━━━━━ Document ━━━━━

The conclusion (which is true *without* the false assumption) is that 
\[
\qty{ d \Omega^{p-1}(X) \oplus d^\dagger \Omega^{p+1}(X)}^\perp = \mathcal{H}^p 
.\]
However, this doesn't yield the full direct sum decomposition: if $W \subseteq V$, then it's not necessarily true that \( V \cong W \oplus W^\perp \), which only holds if 

- $V$ is complete,

- $W$ is closed.

:::

:::{.fact}
For smooth $p\dash$forms, this decomposition **does** hold despite the false assumption:
\[
\Omega^p(X) = d \Omega^{p-1}(X) \oplus \mathcal{H}^p(X) \oplus d^\dagger \Omega^{p+1}(X) 
.\]

:::

:::{.corollary title="p-forms have harmonic representatives"}
Thus \( \mathcal{H}^p(X)  \) represents $H^p(X; \RR)$.
:::

:::{.remark}
We have 
\[
H^p(X; \RR) 
&= {\ker d \over \im d} \\
&= { d \Omega^{p-1}(X) \oplus \mathcal{H}^p(X) \over d \Omega^{p-1}(X) } \\
&= \mathcal{H}^p(X) 
.\]
Note that there is a map
\[
\mathcal{H}^p(X) \to H^p(X; \RR) 
\]
since \( \alpha\in \mathcal{H}^p(X)  \) satisfies \( d \alpha = 0 \) in addition to \( d^\dagger \alpha = 0 \).
:::

:::{.remark}
Note that one can complete these spaces using Sobolev spaces, but there are issues. 
Take $S^1$, then 
\[
L_2(S^1) \da \ts{ \sum a_n e^{2\pi i n z} \st \sum \abs a_i < \infty  }
,\] 
but for $f\in L_2(S^1)$ we have \( df = \sum 2\pi i n a_n e^{2\pi i n z} \) which may not converge.
:::

━━━━━

Rewrite the Hodge decomposition text from "- $W$ is closed." to "represents $H^p(X; \RR)$.", putting "continuous" wherever "smooth" appears.

━━━━━ Data block ━━━━━

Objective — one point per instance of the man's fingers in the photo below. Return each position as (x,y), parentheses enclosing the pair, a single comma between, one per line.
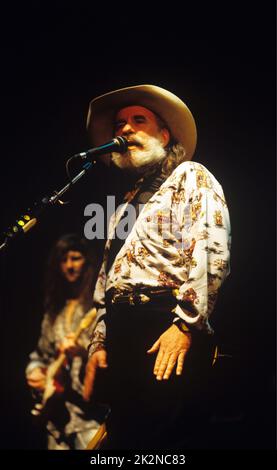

━━━━━

Exercise output
- $W$ is closed.

:::

:::{.fact}
For continuous $p\dash$forms, this decomposition **does** hold despite the false assumption:
\[
\Omega^p(X) = d \Omega^{p-1}(X) \oplus \mathcal{H}^p(X) \oplus d^\dagger \Omega^{p+1}(X) 
.\]

:::

:::{.corollary title="p-forms have harmonic representatives"}
Thus \( \mathcal{H}^p(X)  \) represents $H^p(X; \RR)$.